What the task asks - Every entry needs to be reproduced exactly.

Recorded data -
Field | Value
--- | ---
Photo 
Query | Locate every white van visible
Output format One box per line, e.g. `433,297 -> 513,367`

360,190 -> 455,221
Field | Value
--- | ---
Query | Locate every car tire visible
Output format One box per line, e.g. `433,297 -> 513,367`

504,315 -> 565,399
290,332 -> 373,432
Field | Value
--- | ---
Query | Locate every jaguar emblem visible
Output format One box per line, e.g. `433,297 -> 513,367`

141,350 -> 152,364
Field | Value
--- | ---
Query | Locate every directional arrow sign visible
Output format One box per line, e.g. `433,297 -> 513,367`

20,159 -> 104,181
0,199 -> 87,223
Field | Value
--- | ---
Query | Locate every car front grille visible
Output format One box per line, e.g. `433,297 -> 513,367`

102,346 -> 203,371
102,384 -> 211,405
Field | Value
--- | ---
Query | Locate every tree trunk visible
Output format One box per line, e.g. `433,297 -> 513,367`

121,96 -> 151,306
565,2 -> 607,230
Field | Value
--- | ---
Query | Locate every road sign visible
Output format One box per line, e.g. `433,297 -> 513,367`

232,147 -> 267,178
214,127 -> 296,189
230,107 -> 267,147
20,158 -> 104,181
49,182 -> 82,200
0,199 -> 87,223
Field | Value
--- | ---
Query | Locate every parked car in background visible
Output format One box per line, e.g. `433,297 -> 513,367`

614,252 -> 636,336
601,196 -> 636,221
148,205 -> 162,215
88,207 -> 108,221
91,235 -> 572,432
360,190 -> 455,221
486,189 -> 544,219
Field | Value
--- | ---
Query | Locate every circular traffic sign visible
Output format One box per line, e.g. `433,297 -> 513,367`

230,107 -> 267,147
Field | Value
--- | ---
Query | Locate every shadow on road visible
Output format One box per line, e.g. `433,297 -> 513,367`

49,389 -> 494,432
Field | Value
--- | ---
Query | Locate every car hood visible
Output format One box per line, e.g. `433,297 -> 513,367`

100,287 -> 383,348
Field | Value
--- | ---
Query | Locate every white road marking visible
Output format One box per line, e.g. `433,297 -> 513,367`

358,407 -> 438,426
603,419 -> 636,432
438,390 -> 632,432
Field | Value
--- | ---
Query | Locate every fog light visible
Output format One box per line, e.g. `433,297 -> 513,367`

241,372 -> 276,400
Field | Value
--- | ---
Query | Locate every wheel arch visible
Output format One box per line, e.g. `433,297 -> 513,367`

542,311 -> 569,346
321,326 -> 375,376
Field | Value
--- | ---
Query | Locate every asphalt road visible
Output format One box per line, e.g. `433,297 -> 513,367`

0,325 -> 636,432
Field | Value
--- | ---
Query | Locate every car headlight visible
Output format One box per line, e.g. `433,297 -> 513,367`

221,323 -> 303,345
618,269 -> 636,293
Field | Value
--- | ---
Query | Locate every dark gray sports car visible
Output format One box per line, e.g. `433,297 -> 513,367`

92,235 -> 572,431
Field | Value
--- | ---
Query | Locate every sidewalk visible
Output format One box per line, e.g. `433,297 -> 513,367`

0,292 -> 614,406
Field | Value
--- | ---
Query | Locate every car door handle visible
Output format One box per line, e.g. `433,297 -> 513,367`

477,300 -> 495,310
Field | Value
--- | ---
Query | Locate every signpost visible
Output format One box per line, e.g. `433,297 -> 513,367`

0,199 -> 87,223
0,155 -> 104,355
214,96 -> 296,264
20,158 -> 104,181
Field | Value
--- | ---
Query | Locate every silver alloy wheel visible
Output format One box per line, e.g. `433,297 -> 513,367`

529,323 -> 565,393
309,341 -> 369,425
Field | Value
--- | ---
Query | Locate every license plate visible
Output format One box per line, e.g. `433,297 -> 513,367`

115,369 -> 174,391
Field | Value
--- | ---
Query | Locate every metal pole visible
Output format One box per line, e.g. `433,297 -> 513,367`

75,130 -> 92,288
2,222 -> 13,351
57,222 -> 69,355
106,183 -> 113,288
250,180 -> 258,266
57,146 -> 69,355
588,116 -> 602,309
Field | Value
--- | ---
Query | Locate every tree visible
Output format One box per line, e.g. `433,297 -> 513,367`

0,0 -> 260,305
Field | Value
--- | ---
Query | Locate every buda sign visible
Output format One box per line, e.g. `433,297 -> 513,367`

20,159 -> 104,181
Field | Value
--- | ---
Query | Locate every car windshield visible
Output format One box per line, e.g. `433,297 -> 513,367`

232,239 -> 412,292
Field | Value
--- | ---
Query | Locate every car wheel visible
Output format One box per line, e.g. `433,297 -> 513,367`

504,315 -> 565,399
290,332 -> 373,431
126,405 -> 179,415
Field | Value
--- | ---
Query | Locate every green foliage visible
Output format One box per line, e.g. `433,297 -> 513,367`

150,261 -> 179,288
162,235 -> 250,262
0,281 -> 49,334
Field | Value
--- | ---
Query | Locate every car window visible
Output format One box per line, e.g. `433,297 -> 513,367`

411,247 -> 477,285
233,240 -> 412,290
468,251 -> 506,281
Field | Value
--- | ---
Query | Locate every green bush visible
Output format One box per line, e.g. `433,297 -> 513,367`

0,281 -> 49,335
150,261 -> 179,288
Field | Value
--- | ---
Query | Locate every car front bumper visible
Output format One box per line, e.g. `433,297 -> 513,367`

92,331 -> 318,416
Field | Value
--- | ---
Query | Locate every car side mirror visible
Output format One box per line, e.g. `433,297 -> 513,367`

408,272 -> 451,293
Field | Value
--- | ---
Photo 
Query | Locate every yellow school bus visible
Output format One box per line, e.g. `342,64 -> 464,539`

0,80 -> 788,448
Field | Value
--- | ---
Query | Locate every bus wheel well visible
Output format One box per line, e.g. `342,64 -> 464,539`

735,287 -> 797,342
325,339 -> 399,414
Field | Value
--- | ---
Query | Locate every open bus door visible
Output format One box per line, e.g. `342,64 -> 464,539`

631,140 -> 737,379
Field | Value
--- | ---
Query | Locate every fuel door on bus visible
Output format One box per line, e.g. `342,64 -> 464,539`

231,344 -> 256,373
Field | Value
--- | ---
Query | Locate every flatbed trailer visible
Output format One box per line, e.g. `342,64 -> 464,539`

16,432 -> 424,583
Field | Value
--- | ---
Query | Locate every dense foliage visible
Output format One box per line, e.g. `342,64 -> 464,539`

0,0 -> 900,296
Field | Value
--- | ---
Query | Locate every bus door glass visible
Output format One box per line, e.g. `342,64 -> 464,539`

Solution -
Field | Value
--- | ---
Photo 
Query | Locate every white van visible
Output format One box per line, e.g. `433,297 -> 513,367`

360,190 -> 455,221
Field | Value
--- | ---
Query | Locate every car tire visible
Output format One box per line, e.g. `433,297 -> 513,367`

504,315 -> 565,399
290,332 -> 373,432
Field | Value
--- | ---
Query | Locate every jaguar emblem visible
Output format One box per line, e.g. `433,297 -> 513,367`

141,350 -> 152,364
Field | Value
--- | ---
Query | Locate every directional arrow sign visible
Output format One box per line, e.g. `433,297 -> 513,367`

20,159 -> 104,181
0,199 -> 87,223
Field | Value
--- | ---
Query | Locate every car front grille visible
Output format One box per line, e.g. `433,297 -> 513,367`

102,346 -> 203,371
102,384 -> 211,405
Field | Value
--- | ---
Query | Locate every tree trunk visible
Output format One box per line, e.g. `433,297 -> 513,367`

121,96 -> 151,306
565,2 -> 607,230
Field | Value
--- | ---
Query | Locate every road sign visible
Output format One box per line, e.g. `433,297 -> 513,367`

232,147 -> 267,178
214,127 -> 296,189
230,107 -> 267,147
20,158 -> 104,181
49,182 -> 82,200
0,199 -> 87,223
Field | Value
--- | ---
Query | Locate every parked car in background visible
Output format One box per line, e.g. `433,297 -> 513,367`

614,252 -> 636,336
601,196 -> 636,221
148,205 -> 162,215
88,207 -> 108,221
91,235 -> 572,432
360,190 -> 455,221
486,189 -> 544,219
Field | Value
--- | ---
Query | Locate every circular traffic sign visible
Output format One box per line, e.g. `433,297 -> 513,367`

230,107 -> 267,147
Field | Value
--- | ---
Query | Locate every shadow on road visible
Output format One box per line, e.g. `433,297 -> 513,367`

49,389 -> 494,432
Field | Value
--- | ---
Query | Locate every car hood visible
Output format One box per line, e.g. `433,297 -> 513,367`

100,287 -> 383,348
Field | Value
--- | ---
Query | Locate every white road marking visible
Output format One box per line, e.g. `433,297 -> 513,367`

358,407 -> 438,426
603,419 -> 636,432
438,390 -> 632,432
Field | Value
--- | ---
Query | Locate every fog light visible
Output format One box per line, e.g. `433,297 -> 513,367`

241,372 -> 276,400
Field | Value
--- | ---
Query | Locate every wheel arch visible
Output format One box per line, e.g. `433,297 -> 513,367`

542,311 -> 569,346
321,326 -> 375,376
Field | Value
--- | ---
Query | Locate every asphalt road visible
Output format One box per line, e.g. `433,297 -> 513,367`

0,325 -> 636,432
Field | Value
--- | ---
Query | Locate every car headlight visible
Output format One box per line, e.g. `433,297 -> 513,367`

221,323 -> 303,345
618,269 -> 636,293
Field | Value
--- | ---
Query | Locate every dark gray sports car visible
Output format One box per line, e.g. `433,297 -> 513,367`

92,235 -> 572,431
Field | Value
--- | ---
Query | Locate every sidewalk visible
Output format One box per line, e.g. `433,297 -> 513,367`

0,292 -> 614,406
Field | Value
--- | ---
Query | Locate every car door handle visible
Output format One box per line, e.g. `433,297 -> 513,367`

477,300 -> 495,310
Field | Value
--- | ---
Query | Locate every signpost visible
Output format One box per line, e.g. `433,297 -> 513,367`

0,199 -> 87,223
0,155 -> 104,355
214,96 -> 296,264
20,158 -> 104,181
Field | Value
--- | ---
Query | Locate every silver alloy wheel visible
Output format One box per line, e.g. `433,297 -> 513,367`

529,323 -> 565,393
309,341 -> 369,425
Field | Value
--- | ---
Query | Locate every license plate visible
Output format One box per line, e.g. `433,297 -> 513,367`

115,369 -> 174,391
Field | Value
--- | ---
Query | Locate every metal pole visible
Output format One box per line, e.g. `433,297 -> 513,367`

75,130 -> 92,288
2,222 -> 13,351
57,222 -> 69,355
106,183 -> 113,288
250,180 -> 258,266
57,146 -> 69,355
588,116 -> 602,309
Field | Value
--- | ---
Query | Locate every tree visible
Output format One box per line, e.g. `433,297 -> 513,367`

0,0 -> 260,305
Field | Value
--- | ---
Query | Locate every buda sign visible
Output format One box per line, e.g. `433,297 -> 513,367`

20,159 -> 104,181
Field | Value
--- | ---
Query | Locate every car windshield visible
Output format One box per line, e.g. `433,297 -> 513,367`

232,239 -> 412,292
Field | Value
--- | ---
Query | Locate every car wheel visible
Output format One box per line, e.g. `433,297 -> 513,367`

504,315 -> 565,399
290,332 -> 373,431
126,405 -> 179,415
Field | Value
--- | ---
Query | Locate every green foliage visible
Output format One box per line, e.g. `433,297 -> 513,367`

150,261 -> 179,288
162,235 -> 250,262
0,281 -> 49,334
Field | Value
--- | ---
Query | Locate every car window visible
Output format One box per line, e.g. `433,297 -> 513,367`

411,247 -> 477,285
233,240 -> 412,290
468,251 -> 506,281
Field | Value
--- | ---
Query | Locate every green bush visible
Output format One box per line, e.g. `433,297 -> 513,367`

0,281 -> 49,335
150,261 -> 179,288
Field | Value
--- | ---
Query | Locate every car front bumper visible
Output format One box per line, e.g. `433,297 -> 513,367`

92,331 -> 318,416
Field | Value
--- | ---
Query | Locate every car side mirror visible
Output format One box per line, e.g. `433,297 -> 513,367`

408,272 -> 451,293
Field | Value
--- | ---
Photo 
Query | Locate every yellow school bus visible
Output format One box per line, e.g. `342,64 -> 464,539`

0,80 -> 788,448
Field | Value
--- | ---
Query | Locate every bus wheel well visible
Output format One box per line, e.g. `342,64 -> 464,539`

735,287 -> 797,342
325,339 -> 399,414
Field | Value
--- | ---
Query | Locate every open bus door visible
Output format One box per line, e.g. `342,64 -> 464,539`

631,140 -> 737,379
Field | Value
--- | ---
Query | Locate every fuel door on bus visible
Output format One box per line, e.g. `342,64 -> 464,539`

231,344 -> 256,373
Field | Value
--- | ---
Query | Locate every flatbed trailer visible
Output format One box per line, e.g. `342,64 -> 464,539`

16,432 -> 424,583
Field | Value
--- | ---
Query | Locate every dense foliage visible
Output format One box per line, e.g. `342,64 -> 464,539`

0,0 -> 900,296
Field | Value
--- | ---
Query | Locate every bus door glass visible
Output format One box per line, e.g. `342,64 -> 464,539`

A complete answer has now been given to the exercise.